### Task:
Answer these questions using the book review below:
1. Which three organizations collaborated on the 2021 residency program for playwrights?
2. What title does Mariamma hold in The Sometimes River?
3. In Remember, Remember, where do the two survivors of the flood live?

TWO PLAYS FOR YOUNG PEOPLE: THE SOMETIMES RIVER AND REMEMBER, REMEMBER
Jane Sahi
TWO PLAYS FOR YOUNG PEOPLE: THE SOMETIMES RIVER AND REMEMBER, REMEMBER by By Nayantara Nayar and Amulya B Eklavya, 2022, 171 pp., INR 300.00
November 2023, volume 47, No 11

This book is the outcome of a residency programme for playwrights in 2021 through a collaboration of ThinkArts, Parag and Eklavya. The unintended backdrop of this residency was the Covid 19 pandemic, so it is not surprising that the subject of these two plays has a sense of urgency to reimagine how our relationship to nature could be reordered.
The two plays fall within a post-apocalyptic genre. In quite different ways the characters of both plots are survivors of cataclysmic events that have all but wiped out the chances of a regeneration of Planet Earth. Neither of the plays are didactic or overtly moralistic, but each story invites the audience to grapple with emotions and ideas that are inescapable in our present troubled and, increasingly, fragile world.
In The Sometimes River the few human survivors have retreated under the earth to escape from the blistering heat of the arid land. They live in ‘the shadowy remains of a dead world’ with only a fading memory of rainclouds, flourishing vegetation and a thriving animal world.
The drama opens at a time of crisis as life in the caves is ‘sliding into chaos’. There is a vacuum of leadership as the dwindling community faces problems of scarcity and theft; communication has broken down and only rumours, secrets, broken promises and lies are rife. Tensions rise as sickness and death increase and chances of survival for the whole community seem to diminish.
There are Runners who forage for food under cover of darkness above ground and Diggers who search for underground sources of water but rivalries between the two are on the increase as the situation deteriorates.
Mariamma, the Keeper of Stories, can offer little solace. She describes her role as ‘Rewriting stories that are crumbling’. But others accuse her of not seeing things as they really are and mock her art of storytelling. For many, in that dire situation, stories seem to have lost their power except to frighten the foolish from exploring any other way out of their plight.
It is Mariamma’s grandson Ko and her precocious young apprentice Varun who urge the narrative forward and try to seek some other way than denial and paralysis. Both Ko and Varun are ready to risk their lives and liberty to find answers to the questions that might bring relief to the whole community. This prompts two of the senior members of the community to act and not evade the responsibility they hold.
Haunting stories and dreams are skillfully woven into the text. Broken relationships begin to be re-forged, and a new story starts to emerge. The search for ‘The Sometimes River’ reveals unexpected disaster and a realization that it will take a different kind of leadership to affirm that the human community is still part of a living planet.
The second, shorter play in the book is Remember, Remember by Amulya B. It is a poignant play that centres round the aftermath of a catastrophic flood following the collapse of a dam. The two survivors exist in a Museum of Lost Objects in the hope that one day the salvaged objects they preserve will once again be part of a dynamic world of relationships and interdependence. The dusty museum begins to become a place of meetings and creation. The drama moves back and forth in time and, most significantly, towards a future as the characters lament not only what has been lost but remember what gave their lives meaning.

### Listed entries:
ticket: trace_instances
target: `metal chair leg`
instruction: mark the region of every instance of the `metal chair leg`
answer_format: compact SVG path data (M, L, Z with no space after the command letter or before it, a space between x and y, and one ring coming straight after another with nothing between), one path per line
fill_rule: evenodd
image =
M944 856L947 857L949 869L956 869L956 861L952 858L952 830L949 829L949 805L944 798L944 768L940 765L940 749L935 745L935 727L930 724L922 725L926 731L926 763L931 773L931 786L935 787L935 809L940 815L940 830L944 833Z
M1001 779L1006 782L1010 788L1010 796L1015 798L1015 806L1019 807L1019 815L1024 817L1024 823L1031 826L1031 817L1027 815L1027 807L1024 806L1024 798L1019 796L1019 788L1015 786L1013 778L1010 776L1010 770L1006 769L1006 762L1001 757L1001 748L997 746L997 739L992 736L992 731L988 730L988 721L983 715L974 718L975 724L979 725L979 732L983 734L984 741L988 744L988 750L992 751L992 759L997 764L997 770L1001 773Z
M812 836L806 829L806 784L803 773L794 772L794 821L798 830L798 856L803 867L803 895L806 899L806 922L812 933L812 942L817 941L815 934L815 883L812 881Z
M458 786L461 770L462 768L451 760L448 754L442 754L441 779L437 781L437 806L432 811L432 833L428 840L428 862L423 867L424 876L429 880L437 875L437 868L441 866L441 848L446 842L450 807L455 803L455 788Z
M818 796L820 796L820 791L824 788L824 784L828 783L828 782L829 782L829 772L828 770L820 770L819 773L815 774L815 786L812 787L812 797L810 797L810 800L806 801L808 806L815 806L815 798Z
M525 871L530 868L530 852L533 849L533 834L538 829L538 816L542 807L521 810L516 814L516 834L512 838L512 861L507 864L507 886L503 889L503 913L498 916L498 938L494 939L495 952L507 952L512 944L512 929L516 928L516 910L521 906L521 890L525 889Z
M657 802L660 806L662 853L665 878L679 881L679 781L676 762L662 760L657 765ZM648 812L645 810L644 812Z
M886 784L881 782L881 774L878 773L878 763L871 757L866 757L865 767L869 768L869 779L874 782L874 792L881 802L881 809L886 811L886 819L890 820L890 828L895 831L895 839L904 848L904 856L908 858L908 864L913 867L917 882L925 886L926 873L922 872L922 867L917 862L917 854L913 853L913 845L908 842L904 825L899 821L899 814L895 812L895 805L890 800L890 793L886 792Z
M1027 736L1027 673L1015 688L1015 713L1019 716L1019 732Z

### Response to this exercise:
1. ThinkArts, Parag and Eklavya
2. The Keeper of Stories
3. In a Museum of Lost Objects